Natural-language object grounding data
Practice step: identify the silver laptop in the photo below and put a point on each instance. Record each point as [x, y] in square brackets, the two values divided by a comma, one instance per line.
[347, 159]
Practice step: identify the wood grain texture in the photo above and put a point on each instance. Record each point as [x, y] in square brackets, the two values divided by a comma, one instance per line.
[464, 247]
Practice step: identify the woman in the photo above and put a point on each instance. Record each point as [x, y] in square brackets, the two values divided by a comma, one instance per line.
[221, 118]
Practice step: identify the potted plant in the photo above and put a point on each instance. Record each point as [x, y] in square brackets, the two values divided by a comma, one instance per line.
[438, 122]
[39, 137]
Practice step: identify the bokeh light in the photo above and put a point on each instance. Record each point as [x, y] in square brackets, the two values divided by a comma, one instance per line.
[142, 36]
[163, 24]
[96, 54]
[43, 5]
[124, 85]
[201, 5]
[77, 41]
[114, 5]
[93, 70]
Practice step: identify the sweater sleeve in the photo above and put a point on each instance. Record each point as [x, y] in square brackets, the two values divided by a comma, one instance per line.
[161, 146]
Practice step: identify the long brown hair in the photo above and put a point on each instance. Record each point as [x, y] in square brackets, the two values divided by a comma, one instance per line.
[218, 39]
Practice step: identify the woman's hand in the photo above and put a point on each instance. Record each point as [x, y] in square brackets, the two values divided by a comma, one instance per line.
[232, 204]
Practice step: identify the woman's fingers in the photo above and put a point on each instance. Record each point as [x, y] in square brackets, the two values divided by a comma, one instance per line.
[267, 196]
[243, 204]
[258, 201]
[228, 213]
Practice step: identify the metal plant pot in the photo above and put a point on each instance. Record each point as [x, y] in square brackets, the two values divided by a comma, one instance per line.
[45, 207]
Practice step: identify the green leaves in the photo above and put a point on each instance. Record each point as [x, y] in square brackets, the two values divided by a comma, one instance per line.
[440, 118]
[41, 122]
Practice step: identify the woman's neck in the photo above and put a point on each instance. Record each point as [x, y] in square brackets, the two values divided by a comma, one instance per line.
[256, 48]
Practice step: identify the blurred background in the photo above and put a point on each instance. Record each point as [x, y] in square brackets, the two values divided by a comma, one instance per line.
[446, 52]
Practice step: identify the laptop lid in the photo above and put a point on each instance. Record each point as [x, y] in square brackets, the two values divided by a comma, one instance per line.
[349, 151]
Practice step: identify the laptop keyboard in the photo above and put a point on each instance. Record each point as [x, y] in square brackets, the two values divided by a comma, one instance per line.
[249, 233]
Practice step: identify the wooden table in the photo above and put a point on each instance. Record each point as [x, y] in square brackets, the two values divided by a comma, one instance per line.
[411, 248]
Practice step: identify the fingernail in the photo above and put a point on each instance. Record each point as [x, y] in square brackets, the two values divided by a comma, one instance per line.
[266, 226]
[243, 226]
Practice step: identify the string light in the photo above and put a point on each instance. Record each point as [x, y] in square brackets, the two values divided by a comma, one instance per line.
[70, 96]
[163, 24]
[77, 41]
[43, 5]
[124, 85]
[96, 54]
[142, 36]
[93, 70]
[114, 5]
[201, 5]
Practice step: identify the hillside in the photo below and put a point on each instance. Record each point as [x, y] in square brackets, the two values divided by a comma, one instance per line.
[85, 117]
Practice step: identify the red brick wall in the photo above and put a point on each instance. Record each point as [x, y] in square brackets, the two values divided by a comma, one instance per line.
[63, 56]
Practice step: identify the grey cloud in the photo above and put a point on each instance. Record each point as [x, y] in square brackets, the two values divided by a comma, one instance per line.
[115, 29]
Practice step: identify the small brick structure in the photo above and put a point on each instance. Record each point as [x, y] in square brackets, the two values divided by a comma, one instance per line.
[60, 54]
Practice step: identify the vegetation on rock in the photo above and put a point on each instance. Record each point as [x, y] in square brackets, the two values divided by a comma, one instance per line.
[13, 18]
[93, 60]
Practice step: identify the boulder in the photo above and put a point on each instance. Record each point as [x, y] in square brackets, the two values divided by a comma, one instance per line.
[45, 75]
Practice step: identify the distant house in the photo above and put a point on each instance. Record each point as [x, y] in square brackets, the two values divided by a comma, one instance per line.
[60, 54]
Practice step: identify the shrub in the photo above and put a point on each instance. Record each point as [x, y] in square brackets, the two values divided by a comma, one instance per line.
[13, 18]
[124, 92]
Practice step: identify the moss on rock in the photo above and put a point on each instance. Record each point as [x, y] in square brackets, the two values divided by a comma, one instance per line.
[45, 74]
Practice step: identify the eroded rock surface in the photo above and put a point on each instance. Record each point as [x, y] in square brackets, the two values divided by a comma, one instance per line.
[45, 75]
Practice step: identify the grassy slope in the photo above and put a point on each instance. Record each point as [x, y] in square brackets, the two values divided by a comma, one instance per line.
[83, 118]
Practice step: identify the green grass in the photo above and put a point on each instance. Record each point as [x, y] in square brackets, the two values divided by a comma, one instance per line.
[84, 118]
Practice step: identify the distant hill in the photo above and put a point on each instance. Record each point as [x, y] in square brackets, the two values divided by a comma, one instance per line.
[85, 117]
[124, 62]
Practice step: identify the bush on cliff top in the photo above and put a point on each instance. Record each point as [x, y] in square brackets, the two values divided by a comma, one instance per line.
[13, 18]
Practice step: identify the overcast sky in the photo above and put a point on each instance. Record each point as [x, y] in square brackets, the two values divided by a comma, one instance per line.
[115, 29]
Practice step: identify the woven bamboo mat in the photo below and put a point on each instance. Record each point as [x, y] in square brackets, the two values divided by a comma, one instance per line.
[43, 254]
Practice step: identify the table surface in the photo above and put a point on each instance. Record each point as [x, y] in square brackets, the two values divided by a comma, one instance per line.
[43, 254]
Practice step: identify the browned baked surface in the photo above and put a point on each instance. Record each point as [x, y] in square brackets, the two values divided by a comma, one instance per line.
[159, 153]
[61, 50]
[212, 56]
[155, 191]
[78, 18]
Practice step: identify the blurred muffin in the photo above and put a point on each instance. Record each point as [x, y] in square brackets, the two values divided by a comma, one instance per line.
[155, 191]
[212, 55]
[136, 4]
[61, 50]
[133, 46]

Task statement
Output all the lines above, matching them word for word.

Response
Practice step: identify the silver laptop in the photo below and put a point on each instance. Record each point as [x, y] in square brackets, the two values divided by a comma, one instance per line.
[347, 159]
Practice step: identify the wood grain texture in the photo above and put a point on each instance. Record each point as [x, y] in square brackets, the two values divided by a comma, one instance per line.
[464, 247]
Practice step: identify the woman in the photo above and put a point on each instance. Record each point as [x, y] in square brackets, the two values divided by a comma, one instance per line.
[221, 118]
Practice step: identify the potted plant in the photo above and put a point on each instance. Record each point as [x, y] in square brackets, the two values divided by a comma, one instance per line.
[438, 122]
[39, 137]
Practice step: identify the bokeh light in the photo above and put a point on each instance. Record each point as [x, y] in square brackets, the two values divided by a comma, one instance per line.
[142, 36]
[163, 24]
[96, 54]
[43, 5]
[124, 85]
[201, 5]
[77, 41]
[114, 5]
[93, 70]
Practice step: identify the sweater sleeve in the photo above and put a point on each instance. Record each point as [x, y] in square brackets, the two values divided by a comma, one instance per line.
[161, 146]
Practice step: identify the long brown hair in the photo above and put a point on each instance. Record each point as [x, y] in square brackets, the two values divided by a comma, one instance per line.
[218, 39]
Practice step: identify the woman's hand in the photo above and put a point on each instance. Record each point as [x, y] in square brackets, the two values divided by a comma, one instance per line.
[232, 204]
Practice step: identify the woman's fingers in the photo above and put a point on each instance. Record each point as [x, y] in square brackets, the two values divided by a comma, one instance per line.
[267, 196]
[243, 204]
[258, 201]
[228, 213]
Practice step: identify the metal plant pot in the photo above and put a point on each instance. Record each point as [x, y] in square brackets, the two values divided by a comma, one instance per line.
[45, 207]
Practice step: identify the green leaves in the photo above and put a point on each instance. Record each point as [x, y] in square brackets, the two values divided by a comma, one instance per line.
[440, 118]
[41, 122]
Practice step: identify the woman's neck in the photo above and put a point on each instance. Record each point as [x, y] in square brackets, the two values divided by a comma, one instance per line.
[256, 48]
Practice step: identify the blurred background in the photo above and put a point on each instance. Record each point as [x, y] in square brackets, the two values divided by a comma, one instance per line.
[446, 52]
Practice step: identify the laptop lid in the photo above and put a point on each instance. Record each point as [x, y] in square brackets, the two values divided by a comma, one instance per line.
[349, 151]
Practice step: identify the laptop keyboard in the photo above and put a point on each instance. Record each point as [x, y] in square brackets, the two values divided by a comma, one instance per line.
[249, 233]
Practice step: identify the wooden table in the photo above and put a point on each instance. Record each point as [x, y] in square brackets, the two values divided by a comma, one instance per line.
[411, 248]
Practice step: identify the fingernail in the photo above and put a point on each instance. Record each point as [x, y] in square brackets, the two values divided by a comma, one instance per line.
[266, 226]
[243, 226]
Practice step: identify the string light in the photo above and put a point on each instance. Record each point as [x, y] in square brackets, the two values divided by a comma, one instance per line.
[70, 96]
[163, 24]
[77, 41]
[43, 5]
[124, 85]
[96, 54]
[142, 36]
[93, 70]
[114, 5]
[201, 5]
Practice step: identify the hillside in the photo below and put a point on each instance. Record each point as [x, y] in square brackets, the two values divided by a comma, one instance per line.
[85, 117]
Practice step: identify the red brick wall in the photo above and put a point on each instance. Record each point as [x, y] in square brackets, the two values divided by a comma, one instance per line.
[63, 56]
Practice step: identify the grey cloud in the photo above and put a point on each instance. Record each point as [x, y] in square brackets, the two values divided by a comma, one instance per line.
[115, 29]
Practice step: identify the small brick structure in the photo above and put a point on each instance. Record each point as [x, y] in square brackets, the two values divided by a comma, one instance per line.
[60, 54]
Practice step: identify the vegetation on rock in the photo above and put a point on each instance. Record each point as [x, y] in square brackets, the two values divided by a comma, one instance per line.
[13, 18]
[93, 60]
Practice step: identify the boulder in the photo above and put a point on each instance. Record each point as [x, y] in square brackets, the two values divided by a comma, one instance per line.
[45, 75]
Practice step: identify the distant house in the photo above and put a point on each instance. Record each point as [x, y] in square brackets, the two values divided by a comma, one instance per line.
[60, 54]
Practice step: identify the shrub in the photo above and put a point on each instance. Record each point as [x, y] in square brackets, the two values divided by a comma, one instance per line.
[13, 18]
[124, 92]
Practice step: identify the moss on rock in the photo above and put a point on each instance. Record each point as [x, y] in square brackets, the two values divided by a comma, one instance per line.
[45, 74]
Practice step: identify the eroded rock surface in the photo above and put a point on each instance. Record each point as [x, y] in square brackets, the two values divided by a comma, one instance per line.
[45, 75]
Practice step: identify the grassy slope in the photo above and put a point on each instance. Record each point as [x, y] in square brackets, the two values divided by a comma, one instance per line.
[83, 118]
Practice step: identify the green grass in the photo above and put a point on each instance. Record each point as [x, y] in square brackets, the two values divided by a comma, one instance per line.
[84, 118]
Practice step: identify the distant hill in the photo above and put a point on each instance. Record each point as [x, y] in square brackets, the two values divided by a comma, one instance per line.
[85, 117]
[124, 62]
Practice step: identify the bush on cliff top in the photo above and put a point on each instance. Record each point as [x, y] in square brackets, the two values divided by a comma, one instance per line.
[13, 18]
Practice step: identify the overcast sky in the photo above and put a point on each instance. Record each point as [x, y] in square brackets, the two values divided by a comma, one instance per line.
[115, 29]
Practice step: identify the woven bamboo mat in the photo below and put a point on each instance. Record each point as [x, y] in square brackets, the two values divided by a comma, one instance per line.
[43, 254]
Practice step: identify the table surface in the photo above and put a point on each instance. Record each point as [x, y] in square brackets, the two values divided by a comma, one instance per line.
[43, 254]
Practice step: identify the browned baked surface in the photo above and put a point on each instance. Record each point as [x, y] in square brackets, the two values divided by a comma, one instance per line.
[159, 153]
[61, 50]
[212, 56]
[155, 191]
[78, 18]
Practice step: identify the blurred muffin in the photo above and put a point on each instance. Record each point as [x, y] in square brackets, the two values divided by a comma, one instance per line.
[155, 191]
[212, 55]
[136, 4]
[61, 50]
[133, 46]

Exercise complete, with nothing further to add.